#### Exercise prompt
Filter the rows below, keeping every line that contains the string "corduroy" and copying each one unchanged. Matching is case-sensitive.

[Recorded data]
== == ==
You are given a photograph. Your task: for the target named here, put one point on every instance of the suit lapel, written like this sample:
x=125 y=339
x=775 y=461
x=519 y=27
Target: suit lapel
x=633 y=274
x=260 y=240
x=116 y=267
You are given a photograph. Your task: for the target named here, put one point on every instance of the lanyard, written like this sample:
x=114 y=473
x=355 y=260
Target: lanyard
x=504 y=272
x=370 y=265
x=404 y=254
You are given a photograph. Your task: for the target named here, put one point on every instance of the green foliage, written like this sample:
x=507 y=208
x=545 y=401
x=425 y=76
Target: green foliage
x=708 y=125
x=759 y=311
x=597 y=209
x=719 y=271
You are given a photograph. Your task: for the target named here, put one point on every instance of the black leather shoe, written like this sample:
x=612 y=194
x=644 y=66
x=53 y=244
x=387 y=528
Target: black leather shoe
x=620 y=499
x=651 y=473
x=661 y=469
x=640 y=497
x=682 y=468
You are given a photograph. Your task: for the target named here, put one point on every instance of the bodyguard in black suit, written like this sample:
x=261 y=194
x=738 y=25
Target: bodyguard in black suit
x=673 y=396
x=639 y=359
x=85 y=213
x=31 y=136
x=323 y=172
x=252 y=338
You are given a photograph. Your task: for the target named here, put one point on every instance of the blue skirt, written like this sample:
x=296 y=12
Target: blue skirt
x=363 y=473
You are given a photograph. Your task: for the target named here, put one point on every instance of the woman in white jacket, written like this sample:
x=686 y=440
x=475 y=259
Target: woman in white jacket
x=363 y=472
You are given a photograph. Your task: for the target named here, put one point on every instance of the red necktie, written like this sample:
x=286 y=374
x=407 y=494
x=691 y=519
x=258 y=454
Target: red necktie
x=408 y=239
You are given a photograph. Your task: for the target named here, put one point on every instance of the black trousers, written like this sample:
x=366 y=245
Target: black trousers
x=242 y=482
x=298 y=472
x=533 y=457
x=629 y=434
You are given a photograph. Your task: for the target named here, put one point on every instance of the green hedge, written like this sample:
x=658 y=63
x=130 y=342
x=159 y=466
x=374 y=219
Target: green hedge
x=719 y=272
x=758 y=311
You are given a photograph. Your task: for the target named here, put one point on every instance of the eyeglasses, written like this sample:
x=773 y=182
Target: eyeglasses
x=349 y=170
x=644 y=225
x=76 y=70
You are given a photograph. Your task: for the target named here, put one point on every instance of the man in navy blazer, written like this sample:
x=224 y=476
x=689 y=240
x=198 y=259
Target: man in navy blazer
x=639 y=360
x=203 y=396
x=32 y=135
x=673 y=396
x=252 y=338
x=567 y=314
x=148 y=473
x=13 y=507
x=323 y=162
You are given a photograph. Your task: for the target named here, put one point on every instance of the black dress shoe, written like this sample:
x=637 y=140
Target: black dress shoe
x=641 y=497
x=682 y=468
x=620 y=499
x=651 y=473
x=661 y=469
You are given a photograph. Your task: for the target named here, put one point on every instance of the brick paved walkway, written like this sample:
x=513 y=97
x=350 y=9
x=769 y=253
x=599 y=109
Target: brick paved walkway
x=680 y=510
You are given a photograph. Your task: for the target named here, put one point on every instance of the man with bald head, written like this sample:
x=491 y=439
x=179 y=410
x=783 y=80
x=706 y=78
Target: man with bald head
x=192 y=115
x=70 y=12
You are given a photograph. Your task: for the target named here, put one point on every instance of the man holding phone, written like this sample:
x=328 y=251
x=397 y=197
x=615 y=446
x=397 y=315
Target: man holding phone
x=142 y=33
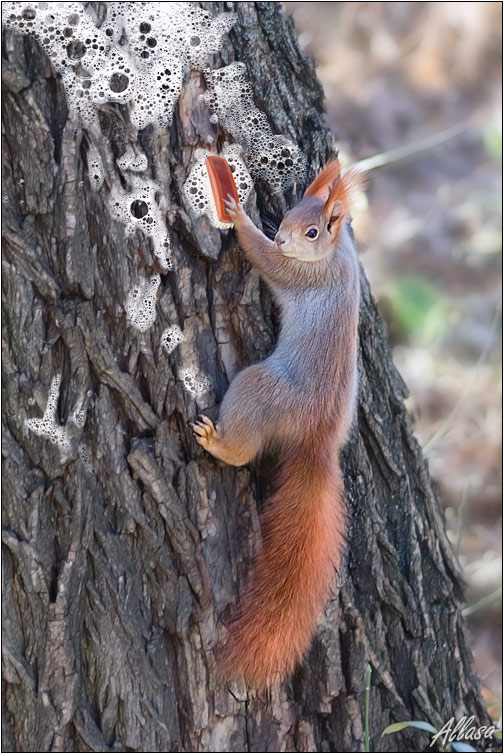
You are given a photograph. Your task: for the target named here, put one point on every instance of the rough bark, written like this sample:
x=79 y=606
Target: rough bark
x=120 y=573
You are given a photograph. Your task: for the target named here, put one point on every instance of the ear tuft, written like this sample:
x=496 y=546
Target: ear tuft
x=342 y=191
x=324 y=180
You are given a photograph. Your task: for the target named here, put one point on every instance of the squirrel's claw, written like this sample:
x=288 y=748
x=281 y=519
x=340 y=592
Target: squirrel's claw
x=204 y=430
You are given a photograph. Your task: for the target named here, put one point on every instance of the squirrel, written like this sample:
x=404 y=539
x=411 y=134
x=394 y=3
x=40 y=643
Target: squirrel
x=300 y=400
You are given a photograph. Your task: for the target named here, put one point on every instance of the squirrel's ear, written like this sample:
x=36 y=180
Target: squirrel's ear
x=334 y=212
x=325 y=180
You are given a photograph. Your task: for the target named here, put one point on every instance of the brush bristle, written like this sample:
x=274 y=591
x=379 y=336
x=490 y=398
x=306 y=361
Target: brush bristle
x=220 y=183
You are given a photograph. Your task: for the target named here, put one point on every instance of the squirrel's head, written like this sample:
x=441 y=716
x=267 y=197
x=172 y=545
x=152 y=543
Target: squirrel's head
x=310 y=230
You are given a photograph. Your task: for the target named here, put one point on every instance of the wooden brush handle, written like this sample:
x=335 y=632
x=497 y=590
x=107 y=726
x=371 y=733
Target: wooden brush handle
x=222 y=183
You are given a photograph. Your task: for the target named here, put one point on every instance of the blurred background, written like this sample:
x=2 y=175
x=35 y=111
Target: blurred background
x=426 y=77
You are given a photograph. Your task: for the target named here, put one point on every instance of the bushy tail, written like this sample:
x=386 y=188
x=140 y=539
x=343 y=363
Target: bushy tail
x=303 y=531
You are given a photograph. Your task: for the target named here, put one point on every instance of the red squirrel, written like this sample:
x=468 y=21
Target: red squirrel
x=301 y=401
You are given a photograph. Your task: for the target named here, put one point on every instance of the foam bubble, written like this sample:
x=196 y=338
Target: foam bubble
x=141 y=303
x=197 y=189
x=171 y=337
x=230 y=99
x=195 y=382
x=140 y=54
x=95 y=167
x=136 y=207
x=133 y=161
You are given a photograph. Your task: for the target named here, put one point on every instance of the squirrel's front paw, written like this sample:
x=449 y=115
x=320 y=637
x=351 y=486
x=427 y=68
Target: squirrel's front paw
x=232 y=207
x=204 y=432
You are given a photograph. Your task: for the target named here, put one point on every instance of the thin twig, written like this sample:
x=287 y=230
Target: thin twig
x=483 y=602
x=399 y=153
x=455 y=410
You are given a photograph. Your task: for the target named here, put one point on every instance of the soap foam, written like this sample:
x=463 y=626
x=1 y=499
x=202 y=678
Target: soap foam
x=171 y=338
x=141 y=303
x=197 y=189
x=48 y=426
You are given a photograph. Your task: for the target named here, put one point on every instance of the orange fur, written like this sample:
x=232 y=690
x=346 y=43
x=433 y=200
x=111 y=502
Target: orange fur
x=329 y=173
x=303 y=532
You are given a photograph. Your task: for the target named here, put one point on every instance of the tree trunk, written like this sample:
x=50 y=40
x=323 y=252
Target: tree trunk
x=125 y=544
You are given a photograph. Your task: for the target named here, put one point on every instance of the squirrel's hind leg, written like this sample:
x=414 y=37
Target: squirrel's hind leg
x=244 y=426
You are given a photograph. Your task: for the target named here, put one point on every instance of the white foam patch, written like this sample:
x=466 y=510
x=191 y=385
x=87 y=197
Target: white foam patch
x=141 y=303
x=135 y=162
x=171 y=337
x=195 y=382
x=84 y=456
x=197 y=189
x=79 y=418
x=137 y=207
x=139 y=55
x=48 y=426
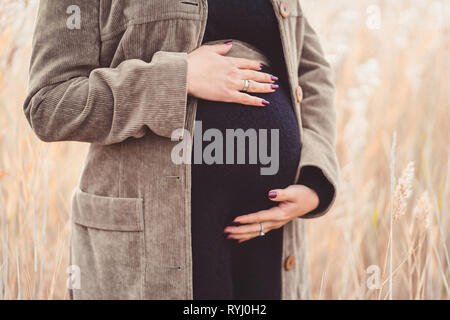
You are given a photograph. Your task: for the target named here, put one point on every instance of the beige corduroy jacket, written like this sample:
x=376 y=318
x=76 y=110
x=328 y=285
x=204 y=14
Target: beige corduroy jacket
x=113 y=74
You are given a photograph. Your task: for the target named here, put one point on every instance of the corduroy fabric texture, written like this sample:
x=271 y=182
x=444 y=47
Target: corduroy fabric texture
x=119 y=83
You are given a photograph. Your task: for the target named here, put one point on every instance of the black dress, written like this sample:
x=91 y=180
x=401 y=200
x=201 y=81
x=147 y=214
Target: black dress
x=225 y=269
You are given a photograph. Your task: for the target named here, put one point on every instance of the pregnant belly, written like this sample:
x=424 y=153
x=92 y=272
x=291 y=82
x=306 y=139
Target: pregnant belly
x=222 y=170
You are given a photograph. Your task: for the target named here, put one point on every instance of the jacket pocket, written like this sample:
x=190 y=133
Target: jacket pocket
x=107 y=246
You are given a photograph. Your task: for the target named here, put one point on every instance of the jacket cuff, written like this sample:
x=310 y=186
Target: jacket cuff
x=313 y=178
x=164 y=109
x=319 y=153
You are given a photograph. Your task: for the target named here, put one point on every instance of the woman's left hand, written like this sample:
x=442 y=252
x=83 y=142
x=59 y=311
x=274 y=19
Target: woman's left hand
x=295 y=201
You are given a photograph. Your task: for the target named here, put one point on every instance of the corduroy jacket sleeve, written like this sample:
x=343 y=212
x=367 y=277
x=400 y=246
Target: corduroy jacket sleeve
x=319 y=122
x=72 y=98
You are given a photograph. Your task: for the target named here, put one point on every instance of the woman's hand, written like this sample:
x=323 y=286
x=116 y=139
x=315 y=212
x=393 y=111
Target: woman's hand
x=213 y=76
x=295 y=201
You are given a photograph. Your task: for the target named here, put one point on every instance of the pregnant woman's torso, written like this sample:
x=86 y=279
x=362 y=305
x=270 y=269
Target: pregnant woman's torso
x=253 y=22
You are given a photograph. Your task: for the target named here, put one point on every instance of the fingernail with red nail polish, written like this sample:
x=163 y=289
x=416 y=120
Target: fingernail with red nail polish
x=272 y=195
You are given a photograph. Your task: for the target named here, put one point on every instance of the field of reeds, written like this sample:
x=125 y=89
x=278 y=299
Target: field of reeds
x=388 y=234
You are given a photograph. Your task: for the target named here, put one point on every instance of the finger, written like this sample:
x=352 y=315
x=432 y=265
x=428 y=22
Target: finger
x=272 y=214
x=254 y=227
x=243 y=63
x=222 y=48
x=243 y=98
x=244 y=236
x=278 y=195
x=257 y=76
x=256 y=87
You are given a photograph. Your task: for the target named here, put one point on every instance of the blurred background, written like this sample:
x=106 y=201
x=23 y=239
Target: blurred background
x=391 y=60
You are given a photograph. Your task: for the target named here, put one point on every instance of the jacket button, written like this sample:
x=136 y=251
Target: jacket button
x=284 y=9
x=289 y=264
x=299 y=94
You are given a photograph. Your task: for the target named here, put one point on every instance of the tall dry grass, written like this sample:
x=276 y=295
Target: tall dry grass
x=392 y=212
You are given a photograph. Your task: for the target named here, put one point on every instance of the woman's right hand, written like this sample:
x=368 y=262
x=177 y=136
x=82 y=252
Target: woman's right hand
x=216 y=77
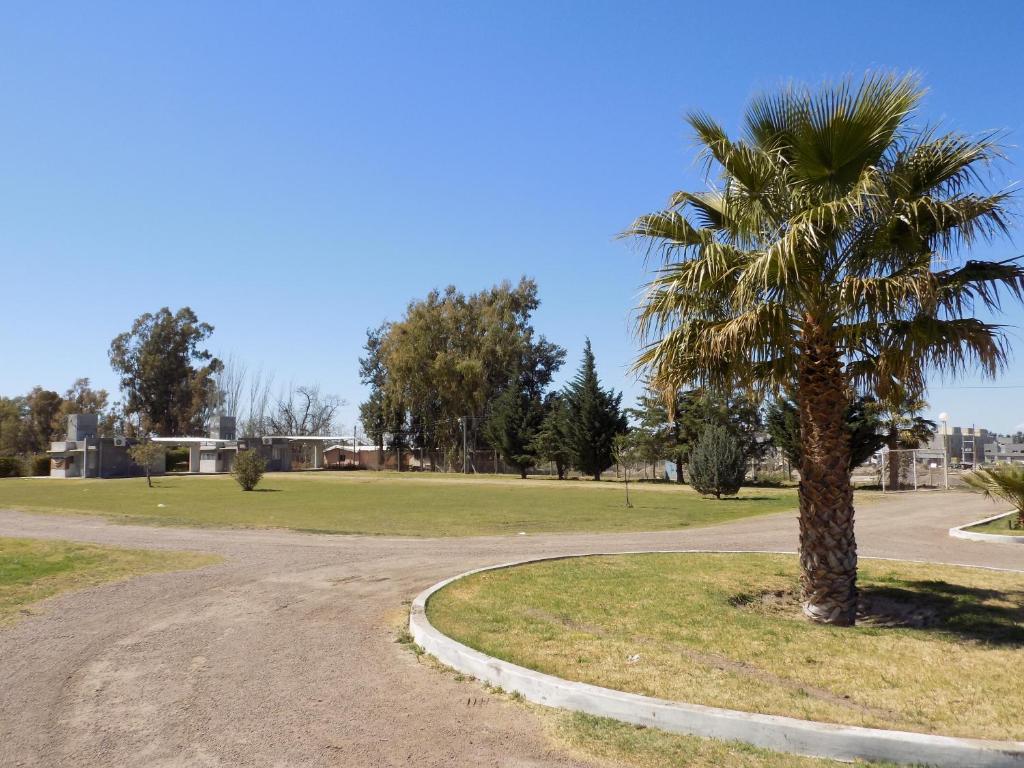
== == ==
#### Written solution
You are given a photograph. Your task: for the target named here, put one point on every instance of the beige corduroy jacket, written like this sample:
Target: beige corduroy jacket
You are given a photograph. Your task: for the target named here, put one point on every instance of the corduroy fabric texture, written like this sample:
Target: corduroy fabric texture
You are given a photograph. Your task: for the target named here, put one point on every instance of the corduroy jacket sleeve, written like this sample:
Target: corduroy jacket sleeve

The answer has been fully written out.